> EXERCISE GOAL
Change "chickadee" to "sparrow" in the data from the line with "Each instance receives one keypoint. Tag the chickadee" to the line with "<point>145,113</point>". Write out only those lines, with nothing else altered.
** Begin INFORMATION SUPPLIED **
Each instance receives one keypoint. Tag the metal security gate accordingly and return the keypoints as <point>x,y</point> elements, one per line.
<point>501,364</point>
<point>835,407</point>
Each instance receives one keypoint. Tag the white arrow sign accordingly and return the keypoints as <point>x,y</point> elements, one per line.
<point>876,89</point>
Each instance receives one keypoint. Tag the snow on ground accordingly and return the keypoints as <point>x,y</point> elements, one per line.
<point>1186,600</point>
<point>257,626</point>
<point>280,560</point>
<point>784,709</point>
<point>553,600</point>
** End INFORMATION SUPPLIED **
** Begin INFORMATION SUPPLIED **
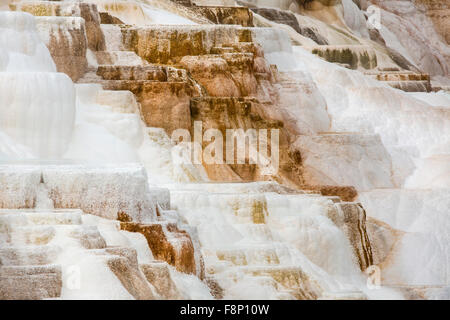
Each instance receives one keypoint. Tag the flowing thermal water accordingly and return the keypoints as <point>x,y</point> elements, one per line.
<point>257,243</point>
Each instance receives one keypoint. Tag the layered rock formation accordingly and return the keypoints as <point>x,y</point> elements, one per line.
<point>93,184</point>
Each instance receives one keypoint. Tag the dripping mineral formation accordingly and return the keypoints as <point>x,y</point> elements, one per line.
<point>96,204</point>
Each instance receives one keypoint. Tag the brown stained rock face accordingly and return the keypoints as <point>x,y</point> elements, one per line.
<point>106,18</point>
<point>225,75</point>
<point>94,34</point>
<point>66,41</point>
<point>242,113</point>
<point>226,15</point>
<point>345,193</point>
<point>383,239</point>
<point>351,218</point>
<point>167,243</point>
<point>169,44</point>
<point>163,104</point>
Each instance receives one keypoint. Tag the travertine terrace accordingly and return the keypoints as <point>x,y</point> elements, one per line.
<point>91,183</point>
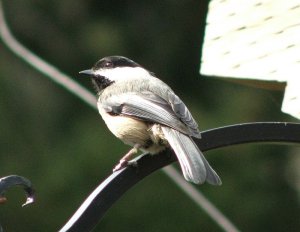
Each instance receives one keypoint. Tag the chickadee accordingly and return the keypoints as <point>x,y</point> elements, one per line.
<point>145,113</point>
** End INFORMATION SUPPLIED **
> CORRECT OUTPUT
Each instance receives one keypoint. Tag the sparrow accordingly and return the keypoints as <point>x,y</point> elements, one per line.
<point>145,113</point>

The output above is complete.